- EXERCISE:
Locate each line in the entries that contains the string "target", and copy those lines.

[Contour labeling entries]

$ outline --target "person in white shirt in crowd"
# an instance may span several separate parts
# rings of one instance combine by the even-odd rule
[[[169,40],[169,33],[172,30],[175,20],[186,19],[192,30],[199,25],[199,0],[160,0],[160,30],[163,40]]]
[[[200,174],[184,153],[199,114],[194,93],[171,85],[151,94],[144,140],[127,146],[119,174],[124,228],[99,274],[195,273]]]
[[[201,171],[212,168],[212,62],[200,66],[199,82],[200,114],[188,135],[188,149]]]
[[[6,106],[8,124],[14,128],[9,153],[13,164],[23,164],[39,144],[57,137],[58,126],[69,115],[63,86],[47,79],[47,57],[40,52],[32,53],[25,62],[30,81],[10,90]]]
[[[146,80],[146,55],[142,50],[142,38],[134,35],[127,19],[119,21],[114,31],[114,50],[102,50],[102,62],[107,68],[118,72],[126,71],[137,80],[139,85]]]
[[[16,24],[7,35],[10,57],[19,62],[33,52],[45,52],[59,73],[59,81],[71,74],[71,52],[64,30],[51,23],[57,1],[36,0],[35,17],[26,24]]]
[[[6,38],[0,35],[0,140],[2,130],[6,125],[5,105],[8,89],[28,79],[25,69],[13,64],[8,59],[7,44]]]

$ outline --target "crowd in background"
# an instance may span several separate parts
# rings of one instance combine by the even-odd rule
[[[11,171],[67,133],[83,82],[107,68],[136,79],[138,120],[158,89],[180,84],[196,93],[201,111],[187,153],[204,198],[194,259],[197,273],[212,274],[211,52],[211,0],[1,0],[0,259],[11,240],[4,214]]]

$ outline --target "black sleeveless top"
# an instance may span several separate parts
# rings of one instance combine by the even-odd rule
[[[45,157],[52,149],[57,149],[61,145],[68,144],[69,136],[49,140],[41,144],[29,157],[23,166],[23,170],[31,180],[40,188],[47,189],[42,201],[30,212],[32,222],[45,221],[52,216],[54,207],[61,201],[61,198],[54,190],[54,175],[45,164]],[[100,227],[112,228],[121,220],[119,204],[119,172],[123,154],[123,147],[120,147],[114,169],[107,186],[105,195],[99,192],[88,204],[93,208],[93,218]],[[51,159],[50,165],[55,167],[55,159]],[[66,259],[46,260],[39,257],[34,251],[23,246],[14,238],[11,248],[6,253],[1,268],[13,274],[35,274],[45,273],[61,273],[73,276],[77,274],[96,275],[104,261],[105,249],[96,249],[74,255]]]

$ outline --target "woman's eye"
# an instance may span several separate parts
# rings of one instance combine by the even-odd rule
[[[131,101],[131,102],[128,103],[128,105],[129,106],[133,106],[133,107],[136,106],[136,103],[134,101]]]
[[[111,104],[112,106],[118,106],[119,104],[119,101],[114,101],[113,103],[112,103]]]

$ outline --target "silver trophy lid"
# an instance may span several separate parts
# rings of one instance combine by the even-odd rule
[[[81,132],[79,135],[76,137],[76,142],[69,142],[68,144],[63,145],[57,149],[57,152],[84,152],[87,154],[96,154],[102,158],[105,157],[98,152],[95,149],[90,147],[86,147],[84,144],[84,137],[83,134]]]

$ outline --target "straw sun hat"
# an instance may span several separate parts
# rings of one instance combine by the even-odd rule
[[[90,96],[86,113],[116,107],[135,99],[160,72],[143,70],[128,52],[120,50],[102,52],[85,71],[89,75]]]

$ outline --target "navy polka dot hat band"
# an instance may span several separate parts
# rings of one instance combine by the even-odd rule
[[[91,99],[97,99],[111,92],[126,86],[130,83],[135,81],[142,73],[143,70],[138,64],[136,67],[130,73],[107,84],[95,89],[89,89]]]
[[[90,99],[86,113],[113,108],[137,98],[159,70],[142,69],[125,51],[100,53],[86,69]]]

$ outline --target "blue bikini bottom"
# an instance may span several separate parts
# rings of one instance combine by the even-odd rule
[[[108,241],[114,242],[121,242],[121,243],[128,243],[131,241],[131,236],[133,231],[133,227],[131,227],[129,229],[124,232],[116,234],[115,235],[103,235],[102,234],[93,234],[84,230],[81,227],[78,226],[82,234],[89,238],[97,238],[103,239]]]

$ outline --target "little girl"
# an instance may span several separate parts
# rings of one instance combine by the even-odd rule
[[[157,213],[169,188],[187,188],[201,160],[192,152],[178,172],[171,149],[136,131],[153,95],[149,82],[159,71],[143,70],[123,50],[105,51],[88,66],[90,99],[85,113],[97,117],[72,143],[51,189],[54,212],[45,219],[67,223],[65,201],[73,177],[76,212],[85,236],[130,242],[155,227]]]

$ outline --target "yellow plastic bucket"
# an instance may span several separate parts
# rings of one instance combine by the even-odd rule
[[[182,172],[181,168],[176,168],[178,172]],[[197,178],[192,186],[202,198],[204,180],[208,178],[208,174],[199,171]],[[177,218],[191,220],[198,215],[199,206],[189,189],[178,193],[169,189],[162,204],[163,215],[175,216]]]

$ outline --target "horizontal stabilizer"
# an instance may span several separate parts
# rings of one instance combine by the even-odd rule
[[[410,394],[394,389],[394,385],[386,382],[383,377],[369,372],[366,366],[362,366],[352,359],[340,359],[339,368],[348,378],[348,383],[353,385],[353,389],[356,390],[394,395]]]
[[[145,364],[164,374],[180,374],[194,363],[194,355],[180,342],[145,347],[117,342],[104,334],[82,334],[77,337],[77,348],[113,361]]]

- RESPONSE:
$ outline --target "person in white shirt in crowd"
$ outline --target "crowd in background"
$ outline --target "black sleeveless top"
$ outline --target "woman's eye"
$ outline --target "silver trophy lid"
$ outline --target "straw sun hat"
$ outline --target "navy polka dot hat band"
$ outline --target "blue bikini bottom"
$ outline --target "little girl"
$ outline --target "yellow plastic bucket"
$ outline --target "horizontal stabilizer"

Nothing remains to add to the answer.